§ **GIVEN PASSAGE**:
Red McCombs legacy lives on in $1 million donation for children needing organ transplants

San Antonio lost entrepreneur and philanthropist B.J. “Red” McCombs in February, but his legendary commitment to our community continues, with a $1 million contribution from the McCombs Foundation to the pediatric transplant program at the University Health Transplant Institute. The generous donation will support the growth of our nationally recognized children’s transplant program and the appointment of transplant surgeon Dr. Danielle M. Fritze as the McCombs Surgical Director of Pediatric Transplantation. It is University Health’s first endowed position.

"It's an honor to have the McCombs name tied to the esteemed Dr. Danielle Fritze, knowing the impact she will have on our community, on families and on the lives of children,” said Marsha Shields, daughter of Red McCombs and president of the McCombs Foundation. 

Shields said Fritze’s accomplishments exemplify the drive for excellence and innovation that Red McCombs supported in his business and charitable ventures.

“She pushes the boundaries of excellent medical care, saving more lives and allowing even more children to live healthy, fulfilling lives without medical limits," Shields said.

Fritze joined the Transplant Institute in 2016 and has served as its surgical director for pediatric liver transplant since 2019. In that position she has led significant quality improvement initiatives and promoted living donor liver transplantation, efforts that have contributed to the recent recognition of the Transplant Institute’s liver program as being the best in the country.

University Health Transplant Institute has the only living donor liver transplant program for children in Texas. Its survival outcomes for children receiving livers and kidneys are excellent, in part because of its success in attracting living donors. Patients with organs from living donors tend to receive their life-saving transplants within weeks or months instead of years, and often have better outcomes.

“It's inspiring that the McCombs Foundation would want to make the pediatric transplant program part of their legacy,” said Fritze. “It's also a responsibility for us to use that gift for the greatest benefit it can have for the kids.”

Fritze has demonstrated leadership and commitment by serving as Associate Medical Director for the Texas Organ Sharing Alliance, as a member of the national liver review board for the United Network for Organ Sharing and as medical director for Transplants for Children, a local non-profit that supports pediatric transplant recipients.

Throughout her career, she has received accolades for improving the technical skills of future transplant surgeons. In her new endowed position, she plans to further enhance medical training, expand outreach aimed at recruiting organ donors for pediatric patients and continue to build a program that helps young transplant recipients transition to adulthood.

“Adolescence can be a time of higher risk as kids go through many changes and evolve into adults. It's a process of empowering the teenager to take responsibility for their own health, their own medications, and commit to understanding what’s necessary to maintain health,” Fritze explained.

Dr. Francisco Cigarroa, a surgeon and director of the University Health Transplant Institute, stressed the importance of the McCombs’ endowment creating a sustainable position that will ensure the program is a leader in pediatric transplantation. Cigarroa is also director of the Alvarez Transplant Center at UT Health San Antonio. 

“Dr. Fritze’s leadership is transforming the lives of children in need of a lifesaving liver transplant in San Antonio and the entire region we serve. The distribution of funds from this endowment will help us achieve our pledge in achieving excellence focused on saving the lives of children,” Cigarroa said.

Dr. Frtize holding pediatric patient Ariella Gomez
Dr. Fritze holding pediatric transplant patient, Ariella Gomez.

§ **EXCERPTED DATA**:
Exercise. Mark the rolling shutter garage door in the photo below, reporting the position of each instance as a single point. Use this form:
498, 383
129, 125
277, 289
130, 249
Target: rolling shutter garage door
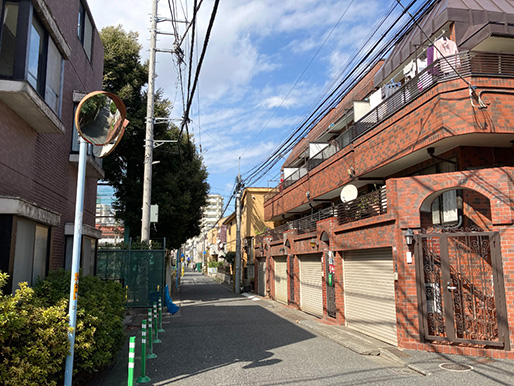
311, 292
369, 293
281, 279
261, 275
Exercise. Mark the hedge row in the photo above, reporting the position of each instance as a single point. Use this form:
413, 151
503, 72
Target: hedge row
34, 326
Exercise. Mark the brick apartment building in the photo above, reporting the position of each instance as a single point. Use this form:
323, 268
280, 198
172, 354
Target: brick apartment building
395, 213
50, 56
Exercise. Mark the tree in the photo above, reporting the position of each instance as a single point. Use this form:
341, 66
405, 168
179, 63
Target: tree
179, 181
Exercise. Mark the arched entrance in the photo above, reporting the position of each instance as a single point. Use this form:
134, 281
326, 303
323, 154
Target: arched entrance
461, 295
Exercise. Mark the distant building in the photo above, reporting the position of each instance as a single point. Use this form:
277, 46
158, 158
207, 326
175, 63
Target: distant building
212, 212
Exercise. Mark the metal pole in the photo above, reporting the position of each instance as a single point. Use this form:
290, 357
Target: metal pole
147, 179
151, 355
155, 321
237, 280
143, 378
132, 355
75, 263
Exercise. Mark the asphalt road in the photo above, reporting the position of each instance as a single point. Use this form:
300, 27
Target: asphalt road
219, 338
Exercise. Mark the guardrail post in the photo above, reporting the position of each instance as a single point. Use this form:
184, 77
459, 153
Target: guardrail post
155, 320
132, 354
151, 355
143, 378
160, 315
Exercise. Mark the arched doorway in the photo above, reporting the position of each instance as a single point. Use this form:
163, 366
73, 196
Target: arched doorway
459, 274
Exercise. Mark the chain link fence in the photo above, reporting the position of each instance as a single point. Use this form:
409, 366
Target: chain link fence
141, 272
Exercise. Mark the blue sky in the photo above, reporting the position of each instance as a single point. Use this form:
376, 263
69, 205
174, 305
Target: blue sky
258, 50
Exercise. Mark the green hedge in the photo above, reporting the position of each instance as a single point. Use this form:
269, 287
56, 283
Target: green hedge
33, 329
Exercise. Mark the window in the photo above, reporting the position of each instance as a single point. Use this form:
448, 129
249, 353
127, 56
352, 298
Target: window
8, 38
29, 53
31, 252
445, 208
85, 31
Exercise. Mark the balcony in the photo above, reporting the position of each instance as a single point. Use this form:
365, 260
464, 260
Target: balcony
468, 63
365, 206
29, 105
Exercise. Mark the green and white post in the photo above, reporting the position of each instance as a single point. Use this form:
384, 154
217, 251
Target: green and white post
155, 322
160, 315
151, 355
143, 378
132, 354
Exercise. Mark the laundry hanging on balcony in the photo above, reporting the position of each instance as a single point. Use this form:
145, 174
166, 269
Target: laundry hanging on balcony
447, 49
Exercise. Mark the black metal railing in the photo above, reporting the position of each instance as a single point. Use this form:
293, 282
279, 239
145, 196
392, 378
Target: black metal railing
368, 205
465, 64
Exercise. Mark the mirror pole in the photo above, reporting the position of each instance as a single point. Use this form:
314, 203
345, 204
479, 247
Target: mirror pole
75, 265
147, 178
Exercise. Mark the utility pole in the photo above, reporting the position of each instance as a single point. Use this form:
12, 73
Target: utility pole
147, 178
237, 280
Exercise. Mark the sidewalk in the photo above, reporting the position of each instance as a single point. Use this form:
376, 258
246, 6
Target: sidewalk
427, 364
421, 362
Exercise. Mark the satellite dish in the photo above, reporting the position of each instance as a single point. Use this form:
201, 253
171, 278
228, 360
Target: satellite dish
100, 118
349, 193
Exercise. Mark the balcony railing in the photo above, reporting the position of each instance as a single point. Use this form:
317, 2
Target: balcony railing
303, 225
368, 205
465, 63
365, 206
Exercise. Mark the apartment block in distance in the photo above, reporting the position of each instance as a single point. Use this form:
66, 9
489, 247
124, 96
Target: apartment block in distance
396, 212
50, 57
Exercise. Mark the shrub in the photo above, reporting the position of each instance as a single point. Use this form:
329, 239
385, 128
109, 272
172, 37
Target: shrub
100, 312
33, 338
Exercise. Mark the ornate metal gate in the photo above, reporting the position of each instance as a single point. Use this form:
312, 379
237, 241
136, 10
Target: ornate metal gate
461, 294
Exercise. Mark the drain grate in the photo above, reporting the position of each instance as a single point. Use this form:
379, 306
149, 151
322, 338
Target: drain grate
455, 367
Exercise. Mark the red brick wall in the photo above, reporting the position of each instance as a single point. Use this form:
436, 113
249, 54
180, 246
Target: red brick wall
489, 203
36, 166
442, 112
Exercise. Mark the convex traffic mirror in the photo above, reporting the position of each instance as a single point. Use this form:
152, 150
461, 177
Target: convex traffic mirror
100, 120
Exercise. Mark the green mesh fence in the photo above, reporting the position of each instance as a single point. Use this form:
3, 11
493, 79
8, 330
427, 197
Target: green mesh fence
141, 272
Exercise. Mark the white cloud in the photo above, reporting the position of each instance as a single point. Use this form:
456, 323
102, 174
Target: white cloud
257, 50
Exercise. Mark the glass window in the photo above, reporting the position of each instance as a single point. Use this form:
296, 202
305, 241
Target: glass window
40, 253
36, 50
445, 209
8, 38
85, 30
31, 253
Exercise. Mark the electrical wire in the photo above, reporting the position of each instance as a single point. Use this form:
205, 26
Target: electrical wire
302, 74
470, 86
185, 118
364, 65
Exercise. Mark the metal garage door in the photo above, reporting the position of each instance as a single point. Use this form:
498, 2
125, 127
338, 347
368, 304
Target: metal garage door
281, 279
311, 292
261, 277
369, 293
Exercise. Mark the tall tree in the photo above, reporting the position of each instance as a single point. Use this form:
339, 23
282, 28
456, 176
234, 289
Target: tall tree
179, 181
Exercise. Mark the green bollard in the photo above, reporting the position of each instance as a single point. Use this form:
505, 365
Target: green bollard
143, 378
150, 344
160, 315
132, 354
155, 320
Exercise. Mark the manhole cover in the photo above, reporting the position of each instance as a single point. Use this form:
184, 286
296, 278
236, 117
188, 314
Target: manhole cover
455, 367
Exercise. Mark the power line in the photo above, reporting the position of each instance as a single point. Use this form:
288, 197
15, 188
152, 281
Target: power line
302, 74
351, 79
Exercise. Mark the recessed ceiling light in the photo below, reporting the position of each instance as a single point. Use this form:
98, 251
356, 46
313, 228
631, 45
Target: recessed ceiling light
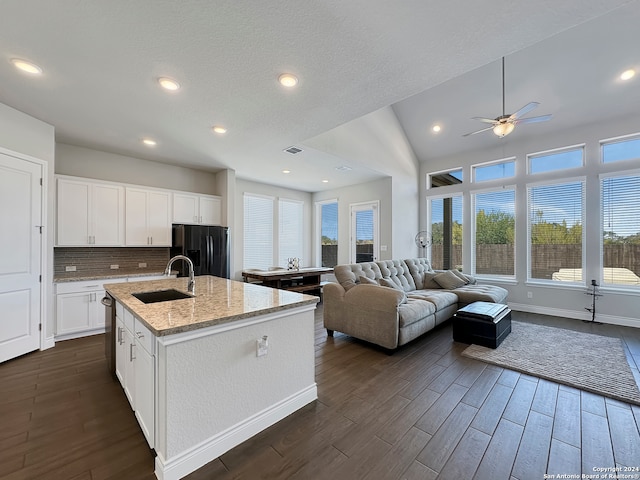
168, 84
288, 80
627, 74
27, 67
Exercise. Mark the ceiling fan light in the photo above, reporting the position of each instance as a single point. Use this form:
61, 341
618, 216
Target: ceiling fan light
503, 129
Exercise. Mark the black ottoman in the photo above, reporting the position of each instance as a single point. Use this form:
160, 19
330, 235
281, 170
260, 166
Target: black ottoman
482, 323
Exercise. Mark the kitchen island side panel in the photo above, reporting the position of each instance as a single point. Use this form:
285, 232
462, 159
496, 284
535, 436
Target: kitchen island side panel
212, 384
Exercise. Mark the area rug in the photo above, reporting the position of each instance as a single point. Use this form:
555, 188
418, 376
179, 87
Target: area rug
589, 362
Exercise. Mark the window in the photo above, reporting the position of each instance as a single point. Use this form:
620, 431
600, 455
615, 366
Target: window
442, 179
446, 232
556, 237
494, 249
494, 171
621, 230
556, 160
328, 221
290, 230
618, 150
258, 232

§ **THINGS TO DO**:
a - In the article about the McCombs donation, in what year did Dr. Danielle M. Fritze join the Transplant Institute?
b - According to the article about the McCombs donation, what does Fritze plan to do in her new endowed position? List each plan.

§ **YOUR WRITTEN ANSWERS**:
a - 2016

b -
- Further enhance medical training
- Expand outreach aimed at recruiting organ donors for pediatric patients
- Continue to build a program that helps young transplant recipients transition to adulthood